Résumez en deux phrases le texte ci-dessous.

# EXTRAIT DU TEXTE
===============

Après 11 mois de mutisme, envie (besoin ?) de jeter à nouveau au quotidien quelques mots sur mon écran… qui les répercutera loin, très loin. Ni raison ni justification. Aucun engagement concernant le contenu ou la durée. Seul le bon plaisir… et l'espoir que plusieurs ici réagiront. Un micro réseau composé des mêmes valeurs, alimenté par les mêmes colères, nourri par de vibrantes émotions et une sorte d'amitié impalpable faufilant la Toile. La seule limite que je m'imposerai : un billet bref (pas plus d'une page avec des marges généreuses).
Ce matin, par ce pluvieux mardi de mai, je m'interroge sur cet étrange lien qui me relie à l'écriture et fausse peut-être ma perception du réel (mais qu'est-ce que le réel ?!). Je viens de lire (dans l'avant-propos des Carnets blancs de Mathieu Simonet, Seuil , 2010 – vrai faux roman dont je n'irai sans doute pas au-delà de la page 42) cette phrase qui me colle à la peau et m'empoisonne délicieusement la vie. Je la tourne et la retourne et je me dis que c'est sans doute à cause – grâce à – d'elle que je reprends mon Journal en ligne. « Je n'arrive jamais à rester dans le “ concret ”. Mon cerveau transforme toujours tout en écriture. Non pas que j'invente. Mais j'ai un rapport distancié au réel. Comme s'il n'était là que pour m'offrir un matériau d'écriture. Dès lors, je ne suis jamais totalement triste face à une dispute amoureuse, à un décès, à une dépression. J'y vois une forme de cadeau, de glaise, dans laquelle je peux dessiner des sculptures. Pour autant, je ne cherche pas à vivre des situations douloureuses pour écrire. J'ai, face au bonheur, le même rapport, la même distance. Je suis comme un schizophrène. D'un côté je suis l'acteur de ma propre vie, de l'autre je suis le photographe de cet acteur. Et c'est dans le corps de ce photographe que je me sens le plus vivant. »

===============

# DONNÉES ENREGISTRÉES
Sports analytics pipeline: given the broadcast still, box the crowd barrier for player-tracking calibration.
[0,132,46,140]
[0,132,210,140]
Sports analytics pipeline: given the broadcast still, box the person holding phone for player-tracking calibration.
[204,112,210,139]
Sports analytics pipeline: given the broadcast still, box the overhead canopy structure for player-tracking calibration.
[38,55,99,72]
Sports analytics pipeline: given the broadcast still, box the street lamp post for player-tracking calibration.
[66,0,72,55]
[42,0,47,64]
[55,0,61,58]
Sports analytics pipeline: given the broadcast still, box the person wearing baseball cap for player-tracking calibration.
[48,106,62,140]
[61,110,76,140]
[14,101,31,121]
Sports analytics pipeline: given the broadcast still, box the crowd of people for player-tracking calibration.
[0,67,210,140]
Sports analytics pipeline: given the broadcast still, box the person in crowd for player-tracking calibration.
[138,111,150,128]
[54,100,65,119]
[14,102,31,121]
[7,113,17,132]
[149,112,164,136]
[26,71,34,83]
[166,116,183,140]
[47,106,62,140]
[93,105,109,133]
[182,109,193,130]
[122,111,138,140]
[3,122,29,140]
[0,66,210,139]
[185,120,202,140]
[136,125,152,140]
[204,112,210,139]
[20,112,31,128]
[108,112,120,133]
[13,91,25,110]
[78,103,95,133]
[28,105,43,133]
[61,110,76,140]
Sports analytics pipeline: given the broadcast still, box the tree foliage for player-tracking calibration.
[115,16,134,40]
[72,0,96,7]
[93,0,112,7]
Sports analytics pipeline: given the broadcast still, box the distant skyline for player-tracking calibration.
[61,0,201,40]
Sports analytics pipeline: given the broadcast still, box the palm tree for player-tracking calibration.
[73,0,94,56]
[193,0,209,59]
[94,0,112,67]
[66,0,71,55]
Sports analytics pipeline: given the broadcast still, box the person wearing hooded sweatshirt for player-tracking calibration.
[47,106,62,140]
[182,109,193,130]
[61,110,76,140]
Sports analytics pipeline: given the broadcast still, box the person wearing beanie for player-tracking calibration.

===============

# RÉPONSE
Après onze mois de mutisme, le journal en ligne reprend, sans raison ni engagement quant au contenu ou à la durée, avec pour seule limite des billets brefs. Une phrase lue dans l'avant-propos des Carnets blancs de Mathieu Simonet, qui décrit un rapport distancié au réel, présenté comme un simple matériau d'écriture, est donnée comme la cause probable de cette reprise.